Start of Passage to read

Milk Puns

Enjoy these udder-ly hilarious milk puns.

Milk Puns

I went into the library and asked for pint of milk. The librarian said 'this is a library'. So i whispered 'I'd like a pint of milk please'.
How do you milk sheep ?
Release another iPhone.
Why did the cow fall down while being milked? Because the rug was pulled out from udder it.
My pet cow thinks she produces almond milk. She must be nuts.
What do you call a cow that only produces almond milk? One that went nuts.
Why do milking stools only have three legs? The cows keep the udder safe.
Dad: How does a farmer keep his cows in line?
Kids: How?
Dad: He keeps them a-cow-ntable!
Some people prefer milk after it has churned. I guess they find it butter that way.
I sent my cows to bed at 8pm last night. I told them 'it's pasteur bedtime'.
Which book will be preferred by a man who sells milk? Cream and Punishment.
Why did the police arrest the milk after it was poured into a bowl of Fruit Loops? They witnessed him drown them. They knew he must be a cereal killer!
Milk aliens have landed. They said 'take me to your litre'.
You have two cows, but only milk one. Your friend asks you…
"What about the udder one?"
Did you hear about the cow that committed murder? It was in cow-ld blood! How dairy.
I can't drink milk. I lactose genes required to digest it.
My cows are super confusing. I can’t milk heads or tails of them.
The spoiled milk always got what it wanted.
I introduced chocolate to milk. They did a chocolate milk shake.
I waited over an hour for my cappuccino and when it arrived there was too much milk and not enough coffee. Still, better latte than never.
What do dairy products say when they make a basketball shot? Colby!

End of Passage to read
Start of Records provided

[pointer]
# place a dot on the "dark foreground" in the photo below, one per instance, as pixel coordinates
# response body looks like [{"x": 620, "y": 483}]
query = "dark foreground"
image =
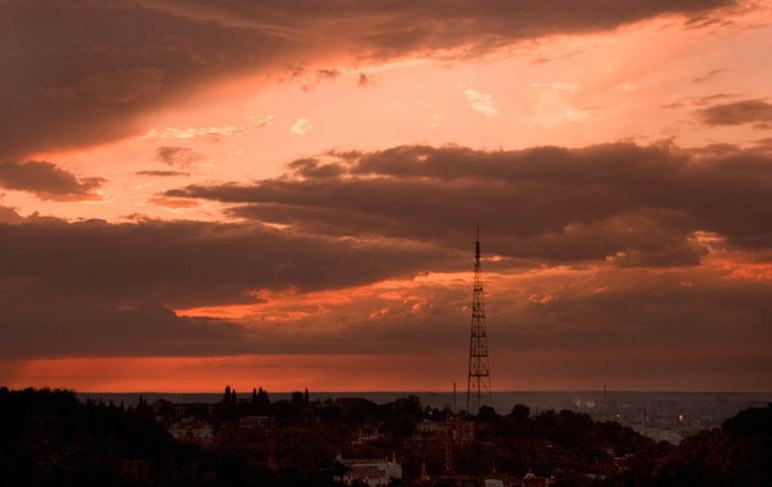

End of Records provided

__What you need to do__
[1] Decide whether each statement agrees with the milk puns page: (a) in the library joke, the speaker whispers the request for milk; (b) the cows were sent to bed at 9pm; (c) the book a milk seller would prefer is called "Cream and Punishment." Answer yes or no for each, quoting the words from the page that settle it.
[2] Rewrite the part of the milk puns page starting at "Some people prefer" and ending at "them 'it's pasteur bedtime'.", with "churned" replaced by "whipped".
[3] Resume the milk puns page after its last pun, adding more puns in the same style.
The records play no part in what comes next.

__Answers for this exercise__
[1]
(a) Yes: "So i whispered 'I'd like a pint of milk please'."
(b) No: "I sent my cows to bed at 8pm last night."
(c) Yes: "Which book will be preferred by a man who sells milk? Cream and Punishment."

[2]
Some people prefer milk after it has whipped. I guess they find it butter that way.
I sent my cows to bed at 8pm last night. I told them 'it's pasteur bedtime'.

[3]
What if soy milk is just regular milk that's trying to introduce itself in Spanish?
Do you know the hardest part about making skimmed milk? Having to throw the cows across the lake.
What would you call a dairy product that is horrible? “Udder bullshit.”
What’s a milk’s favorite fruit? Cow-conuts.
I thought I'd have some evaporated milk on my pudding. But when I opened it, it was empty.
What do you call yogurt that is terrified of other dairy products? A cow-ard!
What do you call a cow that doesn’t produce any milk? A milk dud!
What do you call a bee that makes a milk?
Boo-bee
I'm not saying you're old, but if you were milk I'd sniff you first.
Dad: Did you hear about the cow that was arrested?
Kids: No.
Dad: He was uddermining the authorities.
Milk is the fastest drink on the planet. It's pasteurized before you even see it.
What do you get when you drink milk
A moostache
So I asked Satan if he had any milk I could drink...
He told me "No whey in Hell!"
You should never give milk to someone who is open minded and hasn't yet had breakfast. They're lack-toast and tolerant.
Why can’t people without feet have dairy products? They lactose.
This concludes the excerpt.